EXTRACTED TEXT:
Effects of taurine treatment on microglial cells in brain tissue. Representative immunohistochemical staining images of Iba-1 (microglia stained in brown) showing microglial activation with quantitative analyses of activated microglia in the hipppocampus (A, top row, bar = 100 µm; bottom row, bar = 20 µm, enlarged from the dashed line box) and cortex (B, top row, bar = 100 µm; bottom row, bar = 20 µm, enlarged from the dashed line box). Nuclei were counterstained with hematoxylin. Quantification of the immunohistochemistry data are expressed as the means ± SD of 3–4 hippocampal fields from three to four SAMP8 mice and 3–4 specific cortex areas from three to four SAMP8 mice of each group. Representative immunohistochemical staining images of TNF-alpha positive area in hippocampus (C, top row, bar = 200 µm; bottom row, bar = 100 µm, enlarged from the dashed line box) and TNF-alpha positive cells in cortex (D, top row, bar = 100 µm; bottom row, bar = 50 µm, enlarged from the dashed line box). Nuclei were counterstained with hematoxylin. Quantification of the immunohistochemistry data are expressed as the means ± SD of 4 hippocampal fields from four SAMP8 mice and 4 specific cortex areas from four SAMP8 mice of each group. *p < 0.05 and **p < 0.01 by Student’s t-test.

SOURCE DATA:

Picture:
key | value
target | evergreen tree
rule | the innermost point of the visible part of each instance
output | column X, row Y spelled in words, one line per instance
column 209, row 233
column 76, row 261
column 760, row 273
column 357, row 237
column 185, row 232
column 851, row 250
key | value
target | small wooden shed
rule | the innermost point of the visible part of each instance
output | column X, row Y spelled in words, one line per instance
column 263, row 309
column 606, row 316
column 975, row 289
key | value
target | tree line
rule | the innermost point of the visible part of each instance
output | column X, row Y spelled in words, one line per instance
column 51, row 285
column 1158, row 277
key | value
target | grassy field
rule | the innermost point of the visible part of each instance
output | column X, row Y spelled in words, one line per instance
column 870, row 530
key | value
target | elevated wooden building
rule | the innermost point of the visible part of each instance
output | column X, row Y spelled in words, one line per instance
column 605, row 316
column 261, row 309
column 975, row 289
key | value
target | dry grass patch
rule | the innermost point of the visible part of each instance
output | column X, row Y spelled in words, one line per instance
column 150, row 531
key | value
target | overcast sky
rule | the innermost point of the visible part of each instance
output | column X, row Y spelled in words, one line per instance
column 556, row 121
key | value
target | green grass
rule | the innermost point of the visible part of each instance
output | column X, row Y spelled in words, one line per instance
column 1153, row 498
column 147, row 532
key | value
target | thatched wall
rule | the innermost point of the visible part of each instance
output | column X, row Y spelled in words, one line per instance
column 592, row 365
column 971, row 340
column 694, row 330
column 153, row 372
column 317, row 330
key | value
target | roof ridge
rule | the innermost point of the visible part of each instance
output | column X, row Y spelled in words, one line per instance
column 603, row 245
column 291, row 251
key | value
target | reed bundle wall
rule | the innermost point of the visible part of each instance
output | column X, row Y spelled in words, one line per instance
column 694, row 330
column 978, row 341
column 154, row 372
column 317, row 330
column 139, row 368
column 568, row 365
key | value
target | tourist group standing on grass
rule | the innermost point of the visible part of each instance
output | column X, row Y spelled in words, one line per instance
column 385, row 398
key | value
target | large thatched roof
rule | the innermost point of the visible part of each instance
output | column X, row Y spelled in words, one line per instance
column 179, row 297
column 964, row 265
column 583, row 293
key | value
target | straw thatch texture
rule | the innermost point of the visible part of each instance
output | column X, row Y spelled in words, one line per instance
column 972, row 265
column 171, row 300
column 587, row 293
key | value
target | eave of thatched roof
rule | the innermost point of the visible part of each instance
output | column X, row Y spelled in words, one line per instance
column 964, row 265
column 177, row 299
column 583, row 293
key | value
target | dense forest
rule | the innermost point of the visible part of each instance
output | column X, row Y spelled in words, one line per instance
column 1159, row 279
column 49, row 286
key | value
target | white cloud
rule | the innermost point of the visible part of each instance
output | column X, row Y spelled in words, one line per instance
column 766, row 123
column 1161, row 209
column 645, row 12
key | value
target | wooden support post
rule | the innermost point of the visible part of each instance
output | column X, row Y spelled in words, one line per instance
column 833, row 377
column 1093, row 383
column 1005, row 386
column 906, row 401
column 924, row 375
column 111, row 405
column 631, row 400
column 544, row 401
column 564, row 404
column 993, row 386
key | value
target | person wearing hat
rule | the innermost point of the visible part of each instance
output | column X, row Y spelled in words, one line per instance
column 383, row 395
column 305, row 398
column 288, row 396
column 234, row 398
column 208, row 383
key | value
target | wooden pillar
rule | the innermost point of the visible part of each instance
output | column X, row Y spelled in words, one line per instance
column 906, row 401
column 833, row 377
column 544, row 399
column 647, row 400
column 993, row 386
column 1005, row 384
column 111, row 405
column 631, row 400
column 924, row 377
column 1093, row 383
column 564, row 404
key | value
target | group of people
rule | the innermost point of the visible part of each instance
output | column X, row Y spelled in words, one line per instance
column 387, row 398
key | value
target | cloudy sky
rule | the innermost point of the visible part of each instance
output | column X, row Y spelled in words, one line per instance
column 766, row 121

EXERCISE AIM: List every panel letter in the figure caption, with the stain and brain region each panel shows. Rely only on the figure caption for this.

OUTPUT OF THE EXERCISE:
- A: Iba-1 staining of microglia in the hippocampus
- B: Iba-1 staining of microglia in the cortex
- C: TNF-alpha positive area in the hippocampus
- D: TNF-alpha positive cells in the cortex